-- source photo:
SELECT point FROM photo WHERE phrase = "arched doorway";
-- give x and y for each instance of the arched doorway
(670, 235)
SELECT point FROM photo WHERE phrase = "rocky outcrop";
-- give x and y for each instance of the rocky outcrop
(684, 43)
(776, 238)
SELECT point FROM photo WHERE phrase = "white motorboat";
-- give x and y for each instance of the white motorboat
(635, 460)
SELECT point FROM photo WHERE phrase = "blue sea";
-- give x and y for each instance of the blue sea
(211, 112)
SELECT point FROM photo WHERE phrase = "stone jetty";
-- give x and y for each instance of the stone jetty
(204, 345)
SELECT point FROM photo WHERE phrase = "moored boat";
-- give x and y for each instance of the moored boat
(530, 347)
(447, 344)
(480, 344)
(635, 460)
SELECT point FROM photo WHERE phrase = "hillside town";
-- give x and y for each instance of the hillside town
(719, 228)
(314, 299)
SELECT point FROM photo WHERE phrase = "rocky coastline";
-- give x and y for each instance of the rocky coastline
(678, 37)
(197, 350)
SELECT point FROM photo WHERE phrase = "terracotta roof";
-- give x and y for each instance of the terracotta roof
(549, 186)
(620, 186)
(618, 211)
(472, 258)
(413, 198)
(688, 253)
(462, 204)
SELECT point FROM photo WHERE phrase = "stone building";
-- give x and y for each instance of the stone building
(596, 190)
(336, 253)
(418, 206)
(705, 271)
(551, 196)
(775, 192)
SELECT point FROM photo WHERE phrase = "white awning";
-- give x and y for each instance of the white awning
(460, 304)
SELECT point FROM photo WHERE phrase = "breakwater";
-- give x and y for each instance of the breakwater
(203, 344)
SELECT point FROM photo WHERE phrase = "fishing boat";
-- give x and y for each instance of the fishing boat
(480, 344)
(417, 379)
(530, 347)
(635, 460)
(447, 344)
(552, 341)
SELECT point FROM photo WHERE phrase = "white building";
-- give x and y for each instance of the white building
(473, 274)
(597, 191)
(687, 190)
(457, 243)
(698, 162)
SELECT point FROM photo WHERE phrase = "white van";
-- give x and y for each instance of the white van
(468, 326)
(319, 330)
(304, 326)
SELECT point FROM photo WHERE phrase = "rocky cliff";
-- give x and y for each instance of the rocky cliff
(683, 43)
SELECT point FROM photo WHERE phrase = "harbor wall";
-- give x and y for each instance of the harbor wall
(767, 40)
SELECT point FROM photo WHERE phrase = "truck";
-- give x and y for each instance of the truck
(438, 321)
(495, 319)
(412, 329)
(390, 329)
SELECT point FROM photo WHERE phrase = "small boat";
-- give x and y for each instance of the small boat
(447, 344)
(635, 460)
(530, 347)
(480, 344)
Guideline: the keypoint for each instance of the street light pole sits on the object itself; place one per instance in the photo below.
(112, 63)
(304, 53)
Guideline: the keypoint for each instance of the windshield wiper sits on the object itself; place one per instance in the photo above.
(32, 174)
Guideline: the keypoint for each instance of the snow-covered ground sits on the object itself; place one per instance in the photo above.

## Exercise objective
Write out the lines again, requests included, starting at the line that contains "Guideline: the keypoint for each instance of the street" and ending at the last line, and shift each coordinate in the answers by adding 121 to both its x and y values. Include only those lines.

## Problem solution
Guideline: the keypoint for each instance of the street light pole sits on the object itself; place one per instance in the photo below.
(233, 184)
(425, 174)
Guideline: the keypoint for each instance of the windshield wiper sits on the object itself; place one per instance in the photo above.
(153, 295)
Guideline: the keypoint for each instance of the snow-covered ground sits on the object itself; place one per instance in the photo above.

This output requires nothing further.